**EXERCISE GOAL:** Nothing in the records should differ when they are repeated. Restate them word for word.

**GIVEN INFORMATION:**
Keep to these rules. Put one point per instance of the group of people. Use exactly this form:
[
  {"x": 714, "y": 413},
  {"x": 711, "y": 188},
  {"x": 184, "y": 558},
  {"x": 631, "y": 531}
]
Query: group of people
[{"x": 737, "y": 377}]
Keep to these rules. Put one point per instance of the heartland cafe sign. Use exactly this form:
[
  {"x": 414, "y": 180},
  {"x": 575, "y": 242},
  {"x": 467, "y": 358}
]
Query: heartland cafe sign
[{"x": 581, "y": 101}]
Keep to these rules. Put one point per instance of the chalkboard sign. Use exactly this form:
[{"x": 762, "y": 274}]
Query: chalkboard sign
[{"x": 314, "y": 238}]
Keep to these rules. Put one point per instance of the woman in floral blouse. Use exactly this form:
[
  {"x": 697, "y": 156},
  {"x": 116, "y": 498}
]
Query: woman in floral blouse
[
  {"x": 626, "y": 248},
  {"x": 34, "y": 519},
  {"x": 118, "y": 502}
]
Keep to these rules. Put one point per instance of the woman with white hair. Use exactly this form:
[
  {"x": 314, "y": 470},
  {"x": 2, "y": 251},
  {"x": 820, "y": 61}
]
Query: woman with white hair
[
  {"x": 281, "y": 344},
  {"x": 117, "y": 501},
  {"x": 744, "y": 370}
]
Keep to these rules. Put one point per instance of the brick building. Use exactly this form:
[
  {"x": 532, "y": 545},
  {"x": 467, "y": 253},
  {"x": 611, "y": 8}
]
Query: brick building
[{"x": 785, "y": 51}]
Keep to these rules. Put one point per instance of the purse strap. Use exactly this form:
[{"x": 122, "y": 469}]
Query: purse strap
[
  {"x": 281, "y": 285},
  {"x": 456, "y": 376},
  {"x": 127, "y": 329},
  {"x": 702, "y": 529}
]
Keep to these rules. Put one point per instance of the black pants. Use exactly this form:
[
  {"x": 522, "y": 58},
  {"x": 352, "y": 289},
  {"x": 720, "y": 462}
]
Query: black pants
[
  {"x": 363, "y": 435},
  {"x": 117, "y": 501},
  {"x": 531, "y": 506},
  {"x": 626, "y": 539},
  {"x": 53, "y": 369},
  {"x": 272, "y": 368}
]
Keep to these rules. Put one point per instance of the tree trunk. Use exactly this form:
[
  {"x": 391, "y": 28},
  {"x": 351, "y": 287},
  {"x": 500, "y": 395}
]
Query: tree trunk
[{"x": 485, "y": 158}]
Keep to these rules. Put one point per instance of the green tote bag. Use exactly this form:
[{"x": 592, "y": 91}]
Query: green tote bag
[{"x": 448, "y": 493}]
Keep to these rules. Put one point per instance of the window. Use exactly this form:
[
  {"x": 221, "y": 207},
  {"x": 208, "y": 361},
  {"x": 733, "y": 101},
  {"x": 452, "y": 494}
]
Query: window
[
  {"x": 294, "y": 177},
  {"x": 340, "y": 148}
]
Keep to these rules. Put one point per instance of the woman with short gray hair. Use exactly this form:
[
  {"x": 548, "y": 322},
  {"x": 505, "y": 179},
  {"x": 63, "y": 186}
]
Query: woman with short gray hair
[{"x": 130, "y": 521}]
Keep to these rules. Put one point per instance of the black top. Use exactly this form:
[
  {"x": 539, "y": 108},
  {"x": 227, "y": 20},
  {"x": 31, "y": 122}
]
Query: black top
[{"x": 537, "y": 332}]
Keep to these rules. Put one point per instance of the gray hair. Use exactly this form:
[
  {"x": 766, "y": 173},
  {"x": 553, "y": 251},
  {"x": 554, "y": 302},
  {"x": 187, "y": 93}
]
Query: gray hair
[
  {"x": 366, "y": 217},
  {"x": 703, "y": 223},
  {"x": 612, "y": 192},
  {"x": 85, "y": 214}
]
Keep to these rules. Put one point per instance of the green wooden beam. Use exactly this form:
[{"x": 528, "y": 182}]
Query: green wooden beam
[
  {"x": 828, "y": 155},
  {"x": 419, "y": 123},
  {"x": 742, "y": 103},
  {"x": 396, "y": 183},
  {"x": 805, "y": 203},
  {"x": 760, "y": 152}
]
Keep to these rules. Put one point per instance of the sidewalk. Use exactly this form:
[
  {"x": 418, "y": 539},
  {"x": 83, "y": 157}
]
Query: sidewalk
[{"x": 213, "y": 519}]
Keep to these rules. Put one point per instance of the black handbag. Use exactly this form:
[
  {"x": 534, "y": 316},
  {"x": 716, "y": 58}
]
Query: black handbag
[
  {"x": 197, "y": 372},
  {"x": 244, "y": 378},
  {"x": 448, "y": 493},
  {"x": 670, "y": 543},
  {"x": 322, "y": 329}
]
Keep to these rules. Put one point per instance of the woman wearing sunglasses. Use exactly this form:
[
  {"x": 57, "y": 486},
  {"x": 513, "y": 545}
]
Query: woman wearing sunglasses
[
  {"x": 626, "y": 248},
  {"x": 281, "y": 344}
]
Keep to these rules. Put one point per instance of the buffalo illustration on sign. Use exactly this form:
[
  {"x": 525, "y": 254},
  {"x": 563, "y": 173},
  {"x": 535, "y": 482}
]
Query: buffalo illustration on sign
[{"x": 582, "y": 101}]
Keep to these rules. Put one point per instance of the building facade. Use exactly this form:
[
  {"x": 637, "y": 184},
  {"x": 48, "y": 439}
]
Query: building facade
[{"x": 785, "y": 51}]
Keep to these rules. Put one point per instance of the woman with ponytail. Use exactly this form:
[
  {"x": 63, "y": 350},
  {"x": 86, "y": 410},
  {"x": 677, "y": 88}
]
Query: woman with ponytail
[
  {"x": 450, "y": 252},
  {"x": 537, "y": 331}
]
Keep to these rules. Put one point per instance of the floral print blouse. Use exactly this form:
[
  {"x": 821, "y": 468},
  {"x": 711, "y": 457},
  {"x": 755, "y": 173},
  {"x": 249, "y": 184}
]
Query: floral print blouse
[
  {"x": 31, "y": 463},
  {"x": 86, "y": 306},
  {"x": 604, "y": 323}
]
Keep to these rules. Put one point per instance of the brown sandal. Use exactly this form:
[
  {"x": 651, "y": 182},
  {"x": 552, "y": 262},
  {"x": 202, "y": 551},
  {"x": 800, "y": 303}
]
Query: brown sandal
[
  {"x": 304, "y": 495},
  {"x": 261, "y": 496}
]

**ANSWER TO THIS PROBLEM:**
Keep to these rules. Put one point per instance of the group of people. Use exactly this form:
[
  {"x": 714, "y": 413},
  {"x": 711, "y": 188},
  {"x": 184, "y": 558},
  {"x": 631, "y": 531}
]
Query: group of people
[{"x": 737, "y": 377}]
Keep to these rules. Put one point per instance of the heartland cafe sign. Use exactly this form:
[
  {"x": 414, "y": 180},
  {"x": 575, "y": 242},
  {"x": 467, "y": 358}
]
Query: heartland cafe sign
[{"x": 581, "y": 101}]
Keep to these rules. Put one point per instance of the chalkboard sign. Use exactly this form:
[{"x": 762, "y": 274}]
Query: chalkboard sign
[{"x": 314, "y": 238}]
Keep to these rules. Put one point per instance of the woman in floral blouse. Use exactly this form:
[
  {"x": 697, "y": 156},
  {"x": 116, "y": 498}
]
Query: woman in floral blouse
[
  {"x": 626, "y": 248},
  {"x": 34, "y": 519},
  {"x": 118, "y": 502}
]
Keep to these rules. Put one point per instance of the woman with white hair. Use exactly this form:
[
  {"x": 314, "y": 470},
  {"x": 2, "y": 251},
  {"x": 820, "y": 61}
]
Query: woman with white hair
[
  {"x": 281, "y": 344},
  {"x": 117, "y": 501},
  {"x": 744, "y": 370}
]
Keep to these rules. Put one point per instance of the brick building. Use exactly this form:
[
  {"x": 532, "y": 545},
  {"x": 467, "y": 253},
  {"x": 611, "y": 8}
]
Query: brick building
[{"x": 785, "y": 51}]
Keep to these rules. Put one point per instance of the purse strap. Use exactly this form:
[{"x": 122, "y": 469}]
Query: purse strap
[
  {"x": 281, "y": 285},
  {"x": 456, "y": 376},
  {"x": 127, "y": 329},
  {"x": 702, "y": 529}
]
Keep to these rules. Put one point per instance of the black pants. Use exactly this form:
[
  {"x": 522, "y": 58},
  {"x": 352, "y": 289},
  {"x": 720, "y": 462}
]
Query: black pants
[
  {"x": 363, "y": 435},
  {"x": 117, "y": 501},
  {"x": 531, "y": 506},
  {"x": 626, "y": 539},
  {"x": 53, "y": 369},
  {"x": 272, "y": 368}
]
Keep to these rules. Put one point per instance of the tree trunk. Use exactly this form:
[
  {"x": 391, "y": 28},
  {"x": 351, "y": 287},
  {"x": 500, "y": 395}
]
Query: tree trunk
[{"x": 485, "y": 158}]
Keep to these rules. Put one point per instance of the green tote bag. Use exactly this form:
[{"x": 592, "y": 91}]
Query: green tote bag
[{"x": 448, "y": 493}]
Keep to these rules. Put one point per instance of the window. Use exactly this form:
[
  {"x": 221, "y": 207},
  {"x": 208, "y": 361},
  {"x": 733, "y": 101},
  {"x": 452, "y": 494}
]
Query: window
[
  {"x": 294, "y": 177},
  {"x": 340, "y": 148}
]
Keep to these rules. Put one point per instance of the woman with short gray hair. Use exactly this form:
[
  {"x": 548, "y": 322},
  {"x": 505, "y": 179},
  {"x": 63, "y": 186}
]
Query: woman with short gray hair
[{"x": 130, "y": 521}]
Keep to these rules. Put one point per instance of the black top. Use exactly this form:
[
  {"x": 539, "y": 108},
  {"x": 227, "y": 20},
  {"x": 31, "y": 122}
]
Query: black top
[{"x": 537, "y": 332}]
Keep to these rules. Put one point per instance of the gray hair. Use exactly this form:
[
  {"x": 766, "y": 173},
  {"x": 553, "y": 251},
  {"x": 554, "y": 302},
  {"x": 187, "y": 93}
]
Query: gray hair
[
  {"x": 366, "y": 217},
  {"x": 703, "y": 223},
  {"x": 612, "y": 192},
  {"x": 85, "y": 214}
]
Keep to these rules. Put one point per instance of the green wooden beam. Use exactly this form:
[{"x": 528, "y": 182}]
Query: green wooden beam
[
  {"x": 828, "y": 155},
  {"x": 419, "y": 123},
  {"x": 742, "y": 103},
  {"x": 396, "y": 183},
  {"x": 805, "y": 203},
  {"x": 760, "y": 152}
]
Keep to these rules. Put one point per instance of the sidewalk. Use exactly this form:
[
  {"x": 418, "y": 539},
  {"x": 83, "y": 157}
]
Query: sidewalk
[{"x": 213, "y": 519}]
Keep to these rules. Put one point per instance of the black handbag. Use exactly this form:
[
  {"x": 534, "y": 316},
  {"x": 716, "y": 58}
]
Query: black handbag
[
  {"x": 197, "y": 372},
  {"x": 244, "y": 378},
  {"x": 448, "y": 493},
  {"x": 670, "y": 543},
  {"x": 322, "y": 329}
]
Keep to these rules. Put one point per instance of the woman wearing sunglasses. Use exactly this form:
[
  {"x": 57, "y": 486},
  {"x": 513, "y": 545}
]
Query: woman wearing sunglasses
[
  {"x": 626, "y": 248},
  {"x": 281, "y": 344}
]
Keep to these rules. Put one point per instance of the buffalo illustration on sign. Use exactly this form:
[
  {"x": 525, "y": 254},
  {"x": 563, "y": 173},
  {"x": 535, "y": 482}
]
Query: buffalo illustration on sign
[{"x": 582, "y": 101}]
Keep to these rules. Put one point per instance of the building facade. Use exactly this form:
[
  {"x": 637, "y": 184},
  {"x": 48, "y": 439}
]
Query: building facade
[{"x": 785, "y": 51}]
Keep to these rules. Put one point per instance of the woman with ponytail. Use exactly this form:
[
  {"x": 63, "y": 350},
  {"x": 86, "y": 410},
  {"x": 677, "y": 88}
]
Query: woman with ponytail
[
  {"x": 450, "y": 252},
  {"x": 537, "y": 331}
]
Keep to these rules. Put one point per instance of the floral print blouse. Use exactly this form:
[
  {"x": 821, "y": 468},
  {"x": 711, "y": 457},
  {"x": 755, "y": 173},
  {"x": 249, "y": 184}
]
Query: floral print blouse
[
  {"x": 31, "y": 463},
  {"x": 86, "y": 306},
  {"x": 604, "y": 323}
]
Keep to these rules. Put one point per instance of the brown sandal. Use exactly this form:
[
  {"x": 651, "y": 182},
  {"x": 552, "y": 262},
  {"x": 202, "y": 551},
  {"x": 800, "y": 303}
]
Query: brown sandal
[
  {"x": 304, "y": 495},
  {"x": 261, "y": 496}
]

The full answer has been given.